Problem to solve: Report each line of the records below that holds the word "debris".

Input records:
□ □ □ □ □ □ □

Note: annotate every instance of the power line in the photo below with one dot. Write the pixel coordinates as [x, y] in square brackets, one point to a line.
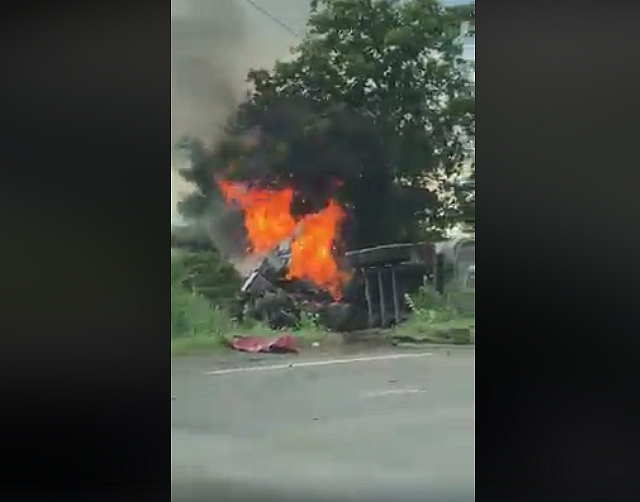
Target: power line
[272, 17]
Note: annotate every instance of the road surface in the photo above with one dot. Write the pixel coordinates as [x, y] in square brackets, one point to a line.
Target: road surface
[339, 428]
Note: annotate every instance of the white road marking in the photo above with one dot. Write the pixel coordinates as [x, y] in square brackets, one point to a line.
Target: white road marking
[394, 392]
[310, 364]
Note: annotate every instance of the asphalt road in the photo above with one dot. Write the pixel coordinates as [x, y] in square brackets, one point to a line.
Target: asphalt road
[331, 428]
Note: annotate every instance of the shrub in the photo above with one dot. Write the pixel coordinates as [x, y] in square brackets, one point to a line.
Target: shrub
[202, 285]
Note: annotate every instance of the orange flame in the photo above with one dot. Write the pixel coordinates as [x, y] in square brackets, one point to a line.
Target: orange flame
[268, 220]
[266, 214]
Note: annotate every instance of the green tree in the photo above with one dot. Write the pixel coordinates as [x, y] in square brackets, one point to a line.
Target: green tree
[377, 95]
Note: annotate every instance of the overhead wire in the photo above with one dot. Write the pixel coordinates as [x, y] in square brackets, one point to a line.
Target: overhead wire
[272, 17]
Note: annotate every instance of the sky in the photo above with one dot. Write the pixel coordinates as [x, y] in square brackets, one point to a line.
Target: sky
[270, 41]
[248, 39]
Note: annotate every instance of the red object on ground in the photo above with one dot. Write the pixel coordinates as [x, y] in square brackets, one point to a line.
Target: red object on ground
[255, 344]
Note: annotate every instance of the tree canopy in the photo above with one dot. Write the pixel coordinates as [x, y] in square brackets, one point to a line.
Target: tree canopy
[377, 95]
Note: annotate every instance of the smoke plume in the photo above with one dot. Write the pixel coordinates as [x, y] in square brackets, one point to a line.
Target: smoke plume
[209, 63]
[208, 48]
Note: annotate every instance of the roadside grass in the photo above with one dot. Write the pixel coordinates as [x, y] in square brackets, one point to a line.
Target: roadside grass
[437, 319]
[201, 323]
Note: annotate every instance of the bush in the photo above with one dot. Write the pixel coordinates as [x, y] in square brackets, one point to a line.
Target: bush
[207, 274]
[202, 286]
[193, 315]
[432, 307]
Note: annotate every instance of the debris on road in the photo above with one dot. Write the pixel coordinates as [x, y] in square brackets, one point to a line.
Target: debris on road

□ □ □ □ □ □ □

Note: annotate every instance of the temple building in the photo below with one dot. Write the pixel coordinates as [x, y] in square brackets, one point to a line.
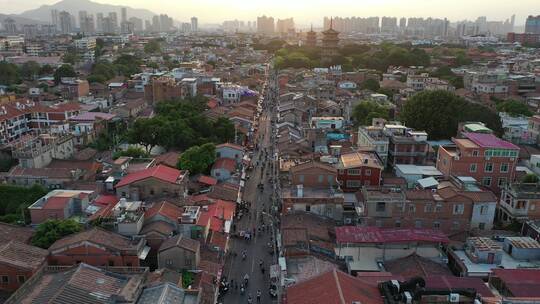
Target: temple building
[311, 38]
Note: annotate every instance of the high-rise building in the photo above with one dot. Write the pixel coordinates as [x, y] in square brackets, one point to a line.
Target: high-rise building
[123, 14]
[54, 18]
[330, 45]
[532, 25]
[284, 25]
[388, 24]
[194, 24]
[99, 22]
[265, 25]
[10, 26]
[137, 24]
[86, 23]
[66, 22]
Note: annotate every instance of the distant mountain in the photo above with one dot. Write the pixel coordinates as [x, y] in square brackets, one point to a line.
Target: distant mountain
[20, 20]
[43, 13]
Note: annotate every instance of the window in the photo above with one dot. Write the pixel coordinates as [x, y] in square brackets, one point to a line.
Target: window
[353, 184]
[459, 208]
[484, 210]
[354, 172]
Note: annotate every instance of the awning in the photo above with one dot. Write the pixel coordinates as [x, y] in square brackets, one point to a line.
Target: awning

□ □ □ □ □ □ □

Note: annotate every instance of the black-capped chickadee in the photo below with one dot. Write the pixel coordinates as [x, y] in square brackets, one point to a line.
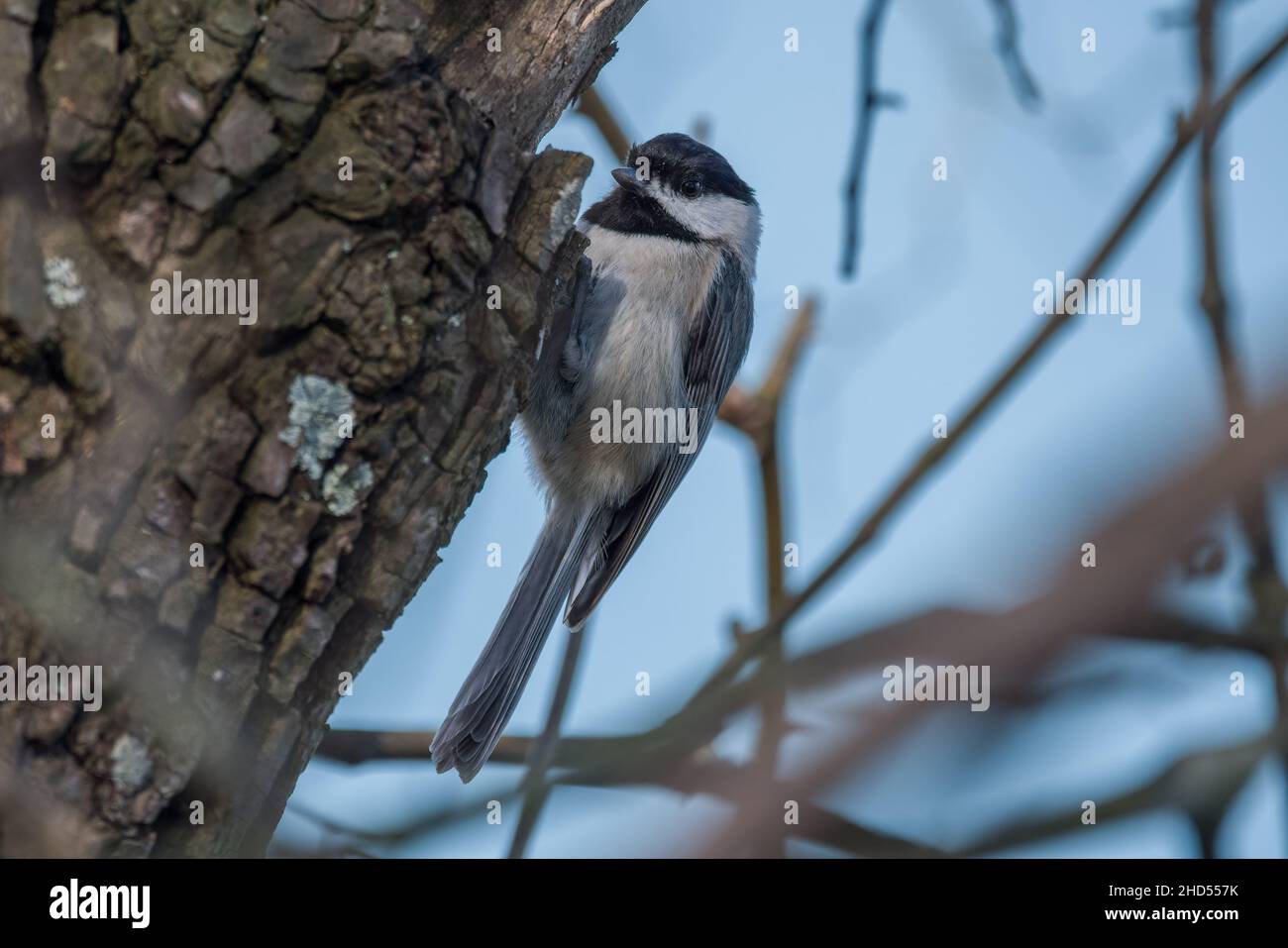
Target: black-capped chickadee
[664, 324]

□ □ □ □ □ □ □

Answer to this task:
Note: annotate every instance of the debris on road in the photo above with one dot. Write the pixel coordinates as [x, y] in square brackets, one point to a line.
Target: debris on road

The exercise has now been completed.